=== Supplied text ===

‘Same Threats’ Drive Air Force, Marines to Different Visions of Future War. How Will They Work Together?

The Air Force became the latest service to roll out a new operating concept for the future when Chief of Staff Gen. David W. Allvin unveiled the service’s Force Design last fall. But the Air Force is hardly the only service with a Force Design, and a pressing question for military and civilian leadership is how to stitch them all together.

“We’re all seeing the same threats from the PRC as the pacing threat, and we’re all attempting to modernize to meet that threat,” Commandant of the Marines Corps Gen. Eric Smith said Jan. 15 when he was asked about the Marines’ future efforts to counter the People’s Republic of China.

“We’re all doing it slightly different ways, but the theme is the same—that we have to have longer range, we have to have lower signature, we have to have more lethality, we have to be more distributed and more dispersed,” Smith told reporters at Defense Writers Group event.

Allvin’s Force Design envisions a future in which the Air Force can no longer operate with impunity and must tailor its capabilities to China’s growing capability to target U.S. bases and command centers throughout the Pacific. The service says that its Force Design will be upgraded based on “a continuous cycle of wargaming, modeling and simulation, and strategic assessments.”

“The PRC’s ever-growing capacity of increasingly capable long-range fires—such as ballistic missiles, cruise missiles, and attack unmanned aerial vehicles (UAVs)—continues to expand the range and density with which they can threaten friendly forces,” the Air Force’s unclassified summary of its Force Design states. “The character of war has changed—the combination of network-enabled long-range fires, and mass quantities of agile short-range systems, challenges our preferred way of war. The Air Force must transform from what it is today to what it needs to be to compete.”

The Marines’ Force Design, which was made public by their former commandant four years ago, also makes the case for overhauling the military. But it is far more detailed than the one put forward by the Air Force and spells out which weapons the Corps plans to add and which ones leaders contend they no longer need.

=== Supplied information ===

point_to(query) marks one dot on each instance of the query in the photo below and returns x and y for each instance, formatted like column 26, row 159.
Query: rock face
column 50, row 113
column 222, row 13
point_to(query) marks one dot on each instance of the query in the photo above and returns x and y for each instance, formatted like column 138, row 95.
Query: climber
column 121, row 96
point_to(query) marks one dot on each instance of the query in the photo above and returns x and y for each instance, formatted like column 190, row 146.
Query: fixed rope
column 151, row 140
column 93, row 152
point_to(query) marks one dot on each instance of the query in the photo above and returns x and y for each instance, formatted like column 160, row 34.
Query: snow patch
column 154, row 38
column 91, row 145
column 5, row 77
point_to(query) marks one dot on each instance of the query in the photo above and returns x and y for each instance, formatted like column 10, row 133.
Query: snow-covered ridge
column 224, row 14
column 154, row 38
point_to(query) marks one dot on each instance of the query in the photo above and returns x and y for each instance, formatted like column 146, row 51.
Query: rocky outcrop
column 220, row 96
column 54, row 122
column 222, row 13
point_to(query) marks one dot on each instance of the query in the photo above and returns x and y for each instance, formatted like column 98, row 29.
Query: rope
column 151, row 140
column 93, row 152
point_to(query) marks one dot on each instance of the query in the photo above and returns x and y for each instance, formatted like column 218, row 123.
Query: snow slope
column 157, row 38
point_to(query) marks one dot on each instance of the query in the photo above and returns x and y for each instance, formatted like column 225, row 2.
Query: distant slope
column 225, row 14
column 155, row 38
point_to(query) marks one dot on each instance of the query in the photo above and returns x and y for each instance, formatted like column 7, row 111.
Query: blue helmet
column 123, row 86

===

> Exercise instructions:
A: Translate into Spanish the following sentence from the article on Air Force and Marine Corps force designs: "The Air Force must transform from what it is today to what it needs to be to compete."
B: Quote from the article on Air Force and Marine Corps force designs everything from "The Marines’ Force" down to "no longer need.".
C: Extend the article on Air Force and Marine Corps force designs, picking up directly after its final sentence.

> Expected responses:
A: La Fuerza Aérea debe transformarse de lo que es hoy en lo que necesita ser para competir.

B:
The Marines’ Force Design, which was made public by their former commandant four years ago, also makes the case for overhauling the military. But it is far more detailed than the one put forward by the Air Force and spells out which weapons the Corps plans to add and which ones leaders contend they no longer need.

C:
Under the Marines’ concept, small units equipped with anti-ship missiles and drones would move from island to island to try to bottle up China’s naval fleet. The Marine plan to fund the transformation with offsetting cuts, which entailed getting rid of all the tanks, eliminating bridging companies, and upping missile batteries. The Marine plan is well underway, though Smith said it has been hindered by delays in acquiring the amphibious warfare ships the Marines need.

“We are going to be in the first island chain,” said Smith, referring to the stretch of territory from Japan to Taiwan, the northern Philippines, and the South China Sea. “What Force Design was all about was creative thinking about the way forward, about the next war, not fighting the last one, because the next war with the PRC is not going to be, if it goes there, is not going to be like any war we fought before.”

The Army, which has touted its new “multi-domain” task forces, and the Navy, which has developed its “Navigation Plan,” have also developed future war plans with China in mind. But while the services seem to agree about the threat, it is less clear how the various visions will work in practice, though the military leaders acknowledge this is vital. “Our success depends on purposeful integration of the Air Force with the Joint Force, Allies, and partners,” the Air Force Force Design summary notes.

To harmonize the disparate service initiatives, the Joint Chiefs of Staff has a classified Joint Warfighting Concept. It also has a Joint Requirements Oversight Council (JROC), which is led by the Vice Chairman of Joint Chiefs of Staff Adm. Christopher Grady, and is supposed to establish future requirements for the entire military. 

Former Chairman of the Joint Chiefs Army Gen. Mark A. Milley thought something more was needed, such as a new “Joint Futures” command, organization, or office that would spur the service’s disparate future war efforts and bring them together. “That organization will help drive these concepts, but also the technologies and describing the operational environment that we’re moving into,” Milley said in June 2023

Smith suggested that the current system is working for now. “The JWC is something that we all have to fit under, something we all have to contribute to,” said Smith. “We do that through joint wargames, and those are run by the Joint Staff run out of the Pentagon, so we do see how they all fit together.” Joint exercises, he said, also plan a role.

The idea, Smith said, is to put “together the Army, the Navy, the Air Force, and the Marine Corps, and at the end of that, we do a hot wash and we scrub and see, ‘How did we fit together? Where do we overlap? Where do we maybe have a little bit too much, maybe not enough?’”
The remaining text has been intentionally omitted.